WHAT IS BEING ASKED: When a line in the records contains the string "celebrating", copy that line.

(Stored data entries)
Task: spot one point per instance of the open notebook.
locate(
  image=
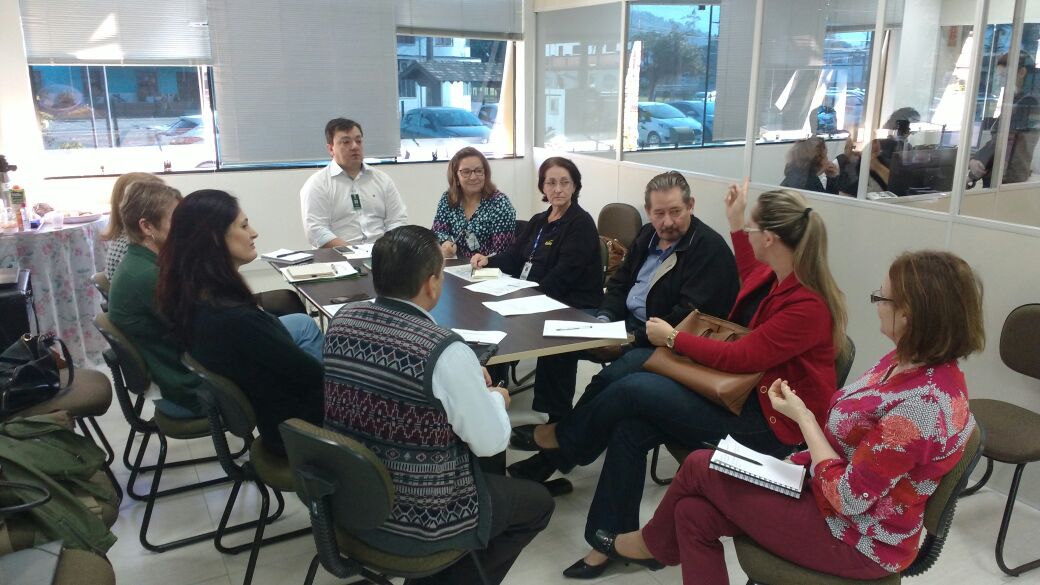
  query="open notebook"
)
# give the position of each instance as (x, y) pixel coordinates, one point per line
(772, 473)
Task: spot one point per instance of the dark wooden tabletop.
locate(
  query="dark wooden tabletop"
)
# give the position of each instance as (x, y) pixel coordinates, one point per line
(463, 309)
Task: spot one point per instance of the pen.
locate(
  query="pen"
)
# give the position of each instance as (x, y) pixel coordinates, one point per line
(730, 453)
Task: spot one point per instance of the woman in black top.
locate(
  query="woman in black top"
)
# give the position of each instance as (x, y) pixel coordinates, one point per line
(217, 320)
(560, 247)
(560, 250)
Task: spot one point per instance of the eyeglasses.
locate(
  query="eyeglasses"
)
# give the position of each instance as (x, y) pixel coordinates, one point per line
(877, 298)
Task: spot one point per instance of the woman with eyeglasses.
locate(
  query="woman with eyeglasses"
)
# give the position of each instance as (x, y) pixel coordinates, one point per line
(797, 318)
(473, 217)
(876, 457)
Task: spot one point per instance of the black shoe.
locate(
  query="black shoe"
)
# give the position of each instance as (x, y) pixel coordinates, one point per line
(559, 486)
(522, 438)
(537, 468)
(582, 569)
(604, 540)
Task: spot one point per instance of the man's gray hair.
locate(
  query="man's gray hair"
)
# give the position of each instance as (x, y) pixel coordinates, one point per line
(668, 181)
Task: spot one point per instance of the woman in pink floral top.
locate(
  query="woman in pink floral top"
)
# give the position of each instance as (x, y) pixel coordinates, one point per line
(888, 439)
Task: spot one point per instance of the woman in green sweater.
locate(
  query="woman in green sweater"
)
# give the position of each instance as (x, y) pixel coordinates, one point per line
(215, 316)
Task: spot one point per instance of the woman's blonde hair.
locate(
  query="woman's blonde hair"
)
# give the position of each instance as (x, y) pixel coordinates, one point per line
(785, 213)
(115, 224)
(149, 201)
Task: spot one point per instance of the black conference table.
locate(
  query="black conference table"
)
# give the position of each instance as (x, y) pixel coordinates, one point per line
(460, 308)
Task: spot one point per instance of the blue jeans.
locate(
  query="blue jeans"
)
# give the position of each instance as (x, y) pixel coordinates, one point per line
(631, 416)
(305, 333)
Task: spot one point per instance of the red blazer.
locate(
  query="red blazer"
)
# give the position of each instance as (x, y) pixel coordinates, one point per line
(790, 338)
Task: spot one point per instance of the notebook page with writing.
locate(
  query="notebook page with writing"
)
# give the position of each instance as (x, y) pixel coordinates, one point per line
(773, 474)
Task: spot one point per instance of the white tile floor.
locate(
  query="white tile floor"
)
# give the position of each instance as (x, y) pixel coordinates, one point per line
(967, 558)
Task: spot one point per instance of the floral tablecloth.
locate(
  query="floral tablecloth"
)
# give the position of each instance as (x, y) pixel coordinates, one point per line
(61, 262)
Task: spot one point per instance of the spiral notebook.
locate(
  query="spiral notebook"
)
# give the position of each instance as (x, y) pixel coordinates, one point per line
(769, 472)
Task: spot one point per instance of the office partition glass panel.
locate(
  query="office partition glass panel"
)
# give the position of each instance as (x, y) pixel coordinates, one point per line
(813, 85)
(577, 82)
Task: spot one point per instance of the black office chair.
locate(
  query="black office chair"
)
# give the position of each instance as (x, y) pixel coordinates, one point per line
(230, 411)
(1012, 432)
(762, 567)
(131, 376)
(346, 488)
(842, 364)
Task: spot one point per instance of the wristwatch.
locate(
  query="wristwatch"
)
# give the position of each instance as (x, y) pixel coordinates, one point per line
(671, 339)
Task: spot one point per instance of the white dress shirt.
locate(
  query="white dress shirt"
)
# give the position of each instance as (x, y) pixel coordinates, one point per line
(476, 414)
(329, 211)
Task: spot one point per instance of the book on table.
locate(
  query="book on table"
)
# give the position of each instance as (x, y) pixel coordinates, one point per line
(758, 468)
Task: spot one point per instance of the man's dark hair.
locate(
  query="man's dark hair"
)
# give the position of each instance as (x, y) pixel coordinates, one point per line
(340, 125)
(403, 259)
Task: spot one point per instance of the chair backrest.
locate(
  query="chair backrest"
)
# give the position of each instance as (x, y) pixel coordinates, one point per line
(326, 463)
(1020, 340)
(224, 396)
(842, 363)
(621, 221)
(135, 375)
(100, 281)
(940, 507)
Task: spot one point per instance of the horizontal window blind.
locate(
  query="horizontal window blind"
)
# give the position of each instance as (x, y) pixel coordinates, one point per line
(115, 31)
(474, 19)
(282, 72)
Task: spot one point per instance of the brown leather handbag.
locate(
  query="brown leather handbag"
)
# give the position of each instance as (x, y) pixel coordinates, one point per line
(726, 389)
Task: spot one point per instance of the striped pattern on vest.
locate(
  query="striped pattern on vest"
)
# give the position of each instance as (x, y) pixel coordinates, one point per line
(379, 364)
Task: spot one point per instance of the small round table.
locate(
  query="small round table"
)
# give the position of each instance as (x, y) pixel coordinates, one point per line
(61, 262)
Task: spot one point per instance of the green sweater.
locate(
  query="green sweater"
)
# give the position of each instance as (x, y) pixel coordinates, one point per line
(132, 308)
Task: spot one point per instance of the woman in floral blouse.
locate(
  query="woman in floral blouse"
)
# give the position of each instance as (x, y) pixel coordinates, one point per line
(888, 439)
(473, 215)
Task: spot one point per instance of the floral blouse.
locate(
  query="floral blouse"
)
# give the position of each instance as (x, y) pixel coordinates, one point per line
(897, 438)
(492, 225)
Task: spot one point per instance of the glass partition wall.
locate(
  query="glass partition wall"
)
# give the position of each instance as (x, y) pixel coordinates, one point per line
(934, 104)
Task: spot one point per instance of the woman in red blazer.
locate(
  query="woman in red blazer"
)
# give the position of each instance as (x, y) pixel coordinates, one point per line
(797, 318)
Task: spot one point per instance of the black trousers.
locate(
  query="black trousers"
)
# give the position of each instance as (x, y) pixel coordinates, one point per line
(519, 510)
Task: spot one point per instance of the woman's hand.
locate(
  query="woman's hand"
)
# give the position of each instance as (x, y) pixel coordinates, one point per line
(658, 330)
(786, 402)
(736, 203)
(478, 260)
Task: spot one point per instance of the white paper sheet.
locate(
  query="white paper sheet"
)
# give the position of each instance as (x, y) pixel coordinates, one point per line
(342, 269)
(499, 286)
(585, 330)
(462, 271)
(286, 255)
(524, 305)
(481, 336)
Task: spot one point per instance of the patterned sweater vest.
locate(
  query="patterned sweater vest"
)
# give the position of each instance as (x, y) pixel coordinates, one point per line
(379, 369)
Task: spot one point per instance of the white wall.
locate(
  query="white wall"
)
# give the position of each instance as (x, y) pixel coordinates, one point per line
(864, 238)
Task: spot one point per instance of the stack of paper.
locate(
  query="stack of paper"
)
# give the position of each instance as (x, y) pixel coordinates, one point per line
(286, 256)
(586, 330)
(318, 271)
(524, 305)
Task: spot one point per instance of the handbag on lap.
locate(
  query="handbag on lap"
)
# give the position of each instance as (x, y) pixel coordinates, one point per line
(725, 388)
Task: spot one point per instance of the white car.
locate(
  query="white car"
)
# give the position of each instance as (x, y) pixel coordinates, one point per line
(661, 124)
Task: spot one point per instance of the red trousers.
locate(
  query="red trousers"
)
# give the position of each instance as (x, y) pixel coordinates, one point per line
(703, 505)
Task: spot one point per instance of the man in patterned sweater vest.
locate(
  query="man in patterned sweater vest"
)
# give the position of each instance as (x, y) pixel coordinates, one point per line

--

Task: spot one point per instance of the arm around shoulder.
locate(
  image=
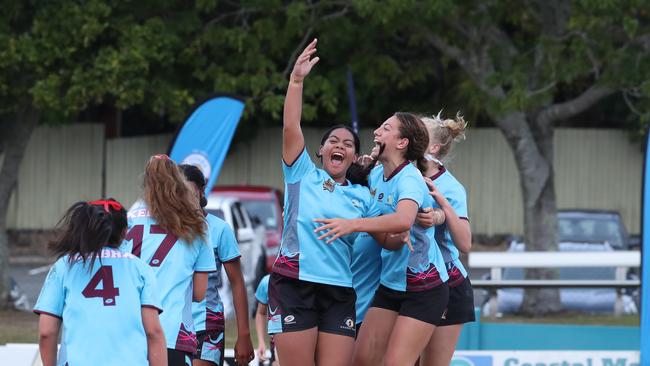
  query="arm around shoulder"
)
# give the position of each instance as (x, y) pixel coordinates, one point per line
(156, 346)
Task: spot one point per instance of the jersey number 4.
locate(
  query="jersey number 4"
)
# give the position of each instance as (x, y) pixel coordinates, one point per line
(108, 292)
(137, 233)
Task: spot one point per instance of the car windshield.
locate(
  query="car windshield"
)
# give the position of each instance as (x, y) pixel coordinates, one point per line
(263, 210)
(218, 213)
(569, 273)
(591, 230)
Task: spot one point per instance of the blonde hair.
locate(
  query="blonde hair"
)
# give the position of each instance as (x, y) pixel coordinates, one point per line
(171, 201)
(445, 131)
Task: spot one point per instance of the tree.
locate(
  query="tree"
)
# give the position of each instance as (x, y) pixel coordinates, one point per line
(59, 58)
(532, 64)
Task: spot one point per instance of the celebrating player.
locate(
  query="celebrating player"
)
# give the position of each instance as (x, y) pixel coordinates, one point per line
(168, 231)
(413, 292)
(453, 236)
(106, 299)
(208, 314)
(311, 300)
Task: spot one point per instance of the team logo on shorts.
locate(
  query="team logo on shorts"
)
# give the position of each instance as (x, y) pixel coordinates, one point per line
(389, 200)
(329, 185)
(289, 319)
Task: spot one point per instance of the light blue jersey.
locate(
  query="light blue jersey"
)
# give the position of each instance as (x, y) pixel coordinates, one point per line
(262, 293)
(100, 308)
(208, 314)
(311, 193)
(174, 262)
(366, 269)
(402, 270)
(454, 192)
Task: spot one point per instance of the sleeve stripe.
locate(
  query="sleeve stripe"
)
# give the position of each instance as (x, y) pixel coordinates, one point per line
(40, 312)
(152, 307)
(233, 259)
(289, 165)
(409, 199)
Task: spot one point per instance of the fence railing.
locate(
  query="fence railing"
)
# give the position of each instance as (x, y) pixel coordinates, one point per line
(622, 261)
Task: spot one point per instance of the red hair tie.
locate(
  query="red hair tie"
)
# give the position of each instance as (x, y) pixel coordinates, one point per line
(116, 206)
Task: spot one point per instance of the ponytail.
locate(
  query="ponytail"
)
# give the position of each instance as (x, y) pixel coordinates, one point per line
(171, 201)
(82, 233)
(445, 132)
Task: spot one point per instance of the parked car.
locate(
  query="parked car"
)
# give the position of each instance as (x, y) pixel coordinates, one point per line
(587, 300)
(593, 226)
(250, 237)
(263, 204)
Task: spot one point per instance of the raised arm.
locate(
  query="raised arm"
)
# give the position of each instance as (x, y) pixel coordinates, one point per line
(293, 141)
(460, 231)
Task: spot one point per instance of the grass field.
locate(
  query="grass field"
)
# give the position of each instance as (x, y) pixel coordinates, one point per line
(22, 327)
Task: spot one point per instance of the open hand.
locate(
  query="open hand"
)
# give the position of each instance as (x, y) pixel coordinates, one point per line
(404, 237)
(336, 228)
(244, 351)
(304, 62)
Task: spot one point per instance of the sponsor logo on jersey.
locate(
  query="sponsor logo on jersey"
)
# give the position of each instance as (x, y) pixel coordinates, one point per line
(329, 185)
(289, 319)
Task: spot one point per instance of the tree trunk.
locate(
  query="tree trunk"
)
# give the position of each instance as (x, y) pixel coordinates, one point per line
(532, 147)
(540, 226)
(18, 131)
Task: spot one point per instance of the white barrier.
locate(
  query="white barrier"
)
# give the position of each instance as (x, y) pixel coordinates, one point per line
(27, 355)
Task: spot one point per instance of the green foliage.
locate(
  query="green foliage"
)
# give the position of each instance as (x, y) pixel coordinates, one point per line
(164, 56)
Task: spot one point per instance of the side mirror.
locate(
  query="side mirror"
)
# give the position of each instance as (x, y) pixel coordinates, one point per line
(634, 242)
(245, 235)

OUTPUT BELOW:
Task: spot one point per instance of the celebrating player.
  query="celebrating player"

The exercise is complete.